[SUPPLIED MATERIAL Boundary: Start]

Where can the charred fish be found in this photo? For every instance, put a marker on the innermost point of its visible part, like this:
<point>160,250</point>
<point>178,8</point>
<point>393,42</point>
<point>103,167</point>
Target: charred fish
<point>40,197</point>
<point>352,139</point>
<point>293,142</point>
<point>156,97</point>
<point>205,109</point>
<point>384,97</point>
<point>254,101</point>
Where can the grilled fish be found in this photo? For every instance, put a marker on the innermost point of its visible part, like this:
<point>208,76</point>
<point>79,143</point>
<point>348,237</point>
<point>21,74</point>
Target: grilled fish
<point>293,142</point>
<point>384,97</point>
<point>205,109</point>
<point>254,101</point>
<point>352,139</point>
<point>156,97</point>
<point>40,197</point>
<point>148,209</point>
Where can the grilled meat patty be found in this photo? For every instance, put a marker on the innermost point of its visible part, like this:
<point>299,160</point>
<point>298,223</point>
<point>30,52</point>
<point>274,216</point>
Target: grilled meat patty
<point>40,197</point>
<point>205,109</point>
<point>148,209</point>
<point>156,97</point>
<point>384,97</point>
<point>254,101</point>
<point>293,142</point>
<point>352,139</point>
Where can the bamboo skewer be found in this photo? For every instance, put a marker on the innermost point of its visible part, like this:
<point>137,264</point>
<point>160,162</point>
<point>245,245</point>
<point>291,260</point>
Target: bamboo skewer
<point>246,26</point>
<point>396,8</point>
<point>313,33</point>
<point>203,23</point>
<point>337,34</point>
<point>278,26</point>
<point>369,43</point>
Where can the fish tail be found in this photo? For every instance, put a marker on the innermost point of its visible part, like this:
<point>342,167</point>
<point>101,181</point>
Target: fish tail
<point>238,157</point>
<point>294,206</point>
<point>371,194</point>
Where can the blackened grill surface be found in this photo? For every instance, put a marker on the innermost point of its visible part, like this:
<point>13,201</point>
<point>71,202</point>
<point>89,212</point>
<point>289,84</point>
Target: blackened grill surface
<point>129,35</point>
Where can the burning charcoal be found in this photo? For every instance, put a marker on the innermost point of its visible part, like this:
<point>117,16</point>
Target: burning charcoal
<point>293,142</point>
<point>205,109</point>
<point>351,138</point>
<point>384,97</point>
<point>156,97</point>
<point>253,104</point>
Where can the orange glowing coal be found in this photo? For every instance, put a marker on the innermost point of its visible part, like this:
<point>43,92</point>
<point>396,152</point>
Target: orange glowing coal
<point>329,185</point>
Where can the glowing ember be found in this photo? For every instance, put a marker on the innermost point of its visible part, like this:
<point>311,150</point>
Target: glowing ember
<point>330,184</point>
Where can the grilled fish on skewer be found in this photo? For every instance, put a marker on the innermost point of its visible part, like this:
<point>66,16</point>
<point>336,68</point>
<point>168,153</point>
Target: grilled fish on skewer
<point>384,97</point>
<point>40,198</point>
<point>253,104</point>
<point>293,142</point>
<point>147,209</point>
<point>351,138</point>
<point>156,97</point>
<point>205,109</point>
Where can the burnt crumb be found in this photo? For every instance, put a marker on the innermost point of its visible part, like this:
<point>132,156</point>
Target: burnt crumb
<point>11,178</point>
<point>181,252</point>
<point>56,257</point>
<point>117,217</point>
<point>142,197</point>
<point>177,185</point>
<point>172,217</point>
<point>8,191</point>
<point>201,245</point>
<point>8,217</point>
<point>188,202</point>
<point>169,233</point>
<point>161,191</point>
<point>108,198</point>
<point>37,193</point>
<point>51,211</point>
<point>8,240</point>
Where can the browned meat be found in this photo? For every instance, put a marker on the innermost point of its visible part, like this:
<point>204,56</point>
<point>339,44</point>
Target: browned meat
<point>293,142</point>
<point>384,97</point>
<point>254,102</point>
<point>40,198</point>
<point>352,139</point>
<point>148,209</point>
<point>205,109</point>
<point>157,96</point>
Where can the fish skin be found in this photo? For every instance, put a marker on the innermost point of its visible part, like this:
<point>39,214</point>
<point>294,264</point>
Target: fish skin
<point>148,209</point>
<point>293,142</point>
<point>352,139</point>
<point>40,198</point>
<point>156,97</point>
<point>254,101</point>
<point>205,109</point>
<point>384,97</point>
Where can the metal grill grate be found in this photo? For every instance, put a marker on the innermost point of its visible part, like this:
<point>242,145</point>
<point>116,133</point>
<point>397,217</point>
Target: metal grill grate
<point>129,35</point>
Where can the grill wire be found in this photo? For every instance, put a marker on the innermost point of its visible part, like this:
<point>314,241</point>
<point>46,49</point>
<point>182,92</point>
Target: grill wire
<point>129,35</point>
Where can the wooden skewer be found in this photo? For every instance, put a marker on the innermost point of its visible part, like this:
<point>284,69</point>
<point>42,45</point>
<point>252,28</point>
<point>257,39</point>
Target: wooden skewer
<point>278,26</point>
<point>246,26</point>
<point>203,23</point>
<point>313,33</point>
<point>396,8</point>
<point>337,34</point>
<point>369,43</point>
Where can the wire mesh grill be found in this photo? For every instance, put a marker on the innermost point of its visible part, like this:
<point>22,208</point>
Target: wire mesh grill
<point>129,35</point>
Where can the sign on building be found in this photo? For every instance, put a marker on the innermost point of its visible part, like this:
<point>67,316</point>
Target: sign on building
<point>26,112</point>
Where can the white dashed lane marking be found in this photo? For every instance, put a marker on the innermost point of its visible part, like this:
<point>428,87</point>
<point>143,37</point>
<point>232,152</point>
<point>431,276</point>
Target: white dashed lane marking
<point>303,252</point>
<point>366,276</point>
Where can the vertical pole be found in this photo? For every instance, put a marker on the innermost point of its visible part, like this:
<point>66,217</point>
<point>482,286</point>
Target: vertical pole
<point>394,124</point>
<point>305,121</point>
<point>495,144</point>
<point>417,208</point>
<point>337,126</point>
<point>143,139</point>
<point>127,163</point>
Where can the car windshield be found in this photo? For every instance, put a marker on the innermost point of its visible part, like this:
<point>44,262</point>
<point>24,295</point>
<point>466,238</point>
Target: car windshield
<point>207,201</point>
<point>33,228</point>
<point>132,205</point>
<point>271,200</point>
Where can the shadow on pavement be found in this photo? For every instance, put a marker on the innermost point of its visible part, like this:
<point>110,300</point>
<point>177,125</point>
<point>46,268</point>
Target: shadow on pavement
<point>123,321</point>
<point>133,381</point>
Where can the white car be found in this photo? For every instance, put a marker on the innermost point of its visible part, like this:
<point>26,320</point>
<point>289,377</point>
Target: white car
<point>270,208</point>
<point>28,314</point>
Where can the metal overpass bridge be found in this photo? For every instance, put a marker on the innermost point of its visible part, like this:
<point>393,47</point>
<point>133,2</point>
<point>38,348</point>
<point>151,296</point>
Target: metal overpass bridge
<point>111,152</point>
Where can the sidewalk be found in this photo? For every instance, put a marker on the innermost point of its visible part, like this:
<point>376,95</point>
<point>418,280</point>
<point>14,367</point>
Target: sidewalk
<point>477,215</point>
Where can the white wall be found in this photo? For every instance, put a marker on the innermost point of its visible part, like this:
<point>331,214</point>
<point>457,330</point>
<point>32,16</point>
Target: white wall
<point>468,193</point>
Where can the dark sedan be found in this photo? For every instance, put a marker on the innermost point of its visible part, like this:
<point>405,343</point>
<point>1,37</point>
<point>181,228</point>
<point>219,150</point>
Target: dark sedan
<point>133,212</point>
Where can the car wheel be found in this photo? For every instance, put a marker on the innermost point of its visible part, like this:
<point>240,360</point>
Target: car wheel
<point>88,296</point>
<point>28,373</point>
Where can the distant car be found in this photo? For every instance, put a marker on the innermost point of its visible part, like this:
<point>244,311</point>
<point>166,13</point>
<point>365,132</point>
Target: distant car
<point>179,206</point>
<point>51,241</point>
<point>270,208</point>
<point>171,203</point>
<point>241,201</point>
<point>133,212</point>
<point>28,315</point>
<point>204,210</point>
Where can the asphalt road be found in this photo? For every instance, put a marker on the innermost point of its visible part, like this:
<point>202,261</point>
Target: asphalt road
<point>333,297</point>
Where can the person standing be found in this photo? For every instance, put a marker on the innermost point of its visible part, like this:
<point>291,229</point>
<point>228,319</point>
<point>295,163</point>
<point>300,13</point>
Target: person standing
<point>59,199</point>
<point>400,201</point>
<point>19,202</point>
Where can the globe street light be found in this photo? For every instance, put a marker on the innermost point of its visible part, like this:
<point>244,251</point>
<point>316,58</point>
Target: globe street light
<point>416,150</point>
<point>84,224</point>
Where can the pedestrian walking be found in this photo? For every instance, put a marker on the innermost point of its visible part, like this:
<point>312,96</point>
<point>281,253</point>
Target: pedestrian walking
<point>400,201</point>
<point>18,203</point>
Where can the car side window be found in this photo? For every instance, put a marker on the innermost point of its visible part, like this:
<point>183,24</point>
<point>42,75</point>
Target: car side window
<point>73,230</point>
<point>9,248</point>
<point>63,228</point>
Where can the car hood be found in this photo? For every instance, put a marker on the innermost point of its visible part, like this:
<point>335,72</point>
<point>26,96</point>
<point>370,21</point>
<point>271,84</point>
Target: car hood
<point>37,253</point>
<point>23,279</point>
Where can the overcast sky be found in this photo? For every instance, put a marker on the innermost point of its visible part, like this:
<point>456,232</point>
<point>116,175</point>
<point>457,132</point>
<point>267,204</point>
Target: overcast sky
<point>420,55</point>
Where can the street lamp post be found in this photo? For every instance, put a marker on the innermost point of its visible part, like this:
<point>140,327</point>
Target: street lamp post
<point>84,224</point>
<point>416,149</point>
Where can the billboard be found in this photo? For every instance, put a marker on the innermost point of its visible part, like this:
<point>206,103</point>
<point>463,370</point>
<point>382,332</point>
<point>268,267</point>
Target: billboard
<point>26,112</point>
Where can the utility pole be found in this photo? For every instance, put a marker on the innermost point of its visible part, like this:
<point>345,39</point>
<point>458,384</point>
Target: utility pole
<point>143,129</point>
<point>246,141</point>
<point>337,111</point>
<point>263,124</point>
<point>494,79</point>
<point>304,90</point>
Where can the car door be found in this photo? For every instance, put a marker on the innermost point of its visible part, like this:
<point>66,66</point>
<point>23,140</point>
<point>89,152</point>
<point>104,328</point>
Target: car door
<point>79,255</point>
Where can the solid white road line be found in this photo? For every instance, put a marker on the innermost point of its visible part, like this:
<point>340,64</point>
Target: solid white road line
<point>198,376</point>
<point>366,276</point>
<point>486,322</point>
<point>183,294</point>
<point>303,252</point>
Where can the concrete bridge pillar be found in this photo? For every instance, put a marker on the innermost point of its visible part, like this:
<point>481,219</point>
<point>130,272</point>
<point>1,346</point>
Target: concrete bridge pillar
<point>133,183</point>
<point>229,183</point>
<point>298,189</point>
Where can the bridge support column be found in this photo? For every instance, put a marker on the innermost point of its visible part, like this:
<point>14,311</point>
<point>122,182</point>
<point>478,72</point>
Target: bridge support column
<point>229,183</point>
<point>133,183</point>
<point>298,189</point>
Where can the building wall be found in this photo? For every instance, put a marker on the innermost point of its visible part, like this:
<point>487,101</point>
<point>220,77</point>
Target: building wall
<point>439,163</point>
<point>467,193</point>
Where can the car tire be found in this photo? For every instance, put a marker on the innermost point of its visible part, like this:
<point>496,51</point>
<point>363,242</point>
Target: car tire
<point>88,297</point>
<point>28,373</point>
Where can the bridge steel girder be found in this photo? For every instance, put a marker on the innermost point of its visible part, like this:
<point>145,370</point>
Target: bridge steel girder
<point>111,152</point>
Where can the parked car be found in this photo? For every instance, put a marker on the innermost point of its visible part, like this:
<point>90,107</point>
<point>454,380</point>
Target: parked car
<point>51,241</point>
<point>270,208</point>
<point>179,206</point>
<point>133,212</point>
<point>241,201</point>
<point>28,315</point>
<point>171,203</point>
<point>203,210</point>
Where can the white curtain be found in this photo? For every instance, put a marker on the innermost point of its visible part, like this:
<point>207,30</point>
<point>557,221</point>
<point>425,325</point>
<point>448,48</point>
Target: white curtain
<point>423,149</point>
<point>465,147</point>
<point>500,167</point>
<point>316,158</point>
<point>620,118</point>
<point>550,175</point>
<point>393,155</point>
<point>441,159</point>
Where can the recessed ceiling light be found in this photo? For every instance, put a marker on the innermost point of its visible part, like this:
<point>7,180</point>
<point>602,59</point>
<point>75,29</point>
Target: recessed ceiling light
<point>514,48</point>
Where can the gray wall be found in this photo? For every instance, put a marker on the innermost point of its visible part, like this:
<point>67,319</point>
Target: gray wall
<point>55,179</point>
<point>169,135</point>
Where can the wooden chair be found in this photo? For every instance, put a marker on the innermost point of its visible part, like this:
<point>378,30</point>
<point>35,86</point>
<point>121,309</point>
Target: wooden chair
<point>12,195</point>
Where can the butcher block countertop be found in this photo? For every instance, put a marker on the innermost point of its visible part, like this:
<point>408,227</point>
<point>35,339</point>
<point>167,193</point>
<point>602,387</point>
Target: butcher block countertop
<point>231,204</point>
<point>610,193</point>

[SUPPLIED MATERIAL Boundary: End]

WORK REQUEST: Take the records above and return, word for word, only the lines that fall from the line with "Where can the fish skin" to the line with "<point>46,49</point>", both of them included.

RESPONSE BELOW:
Where can the fish skin be found in this photo? For every instance, put a marker on the innermost point of its visible part, like this:
<point>39,214</point>
<point>294,264</point>
Target: fish skin
<point>148,209</point>
<point>293,142</point>
<point>352,139</point>
<point>40,198</point>
<point>156,97</point>
<point>254,101</point>
<point>205,109</point>
<point>384,97</point>
Where can the metal grill grate be found in this photo? For every instance, put a marker on the innermost point of its visible part, like this:
<point>242,145</point>
<point>116,133</point>
<point>397,217</point>
Target: metal grill grate
<point>129,35</point>
Where can the grill wire be found in this photo? For every instance, put a marker on the innermost point of its visible part, like this:
<point>314,241</point>
<point>46,49</point>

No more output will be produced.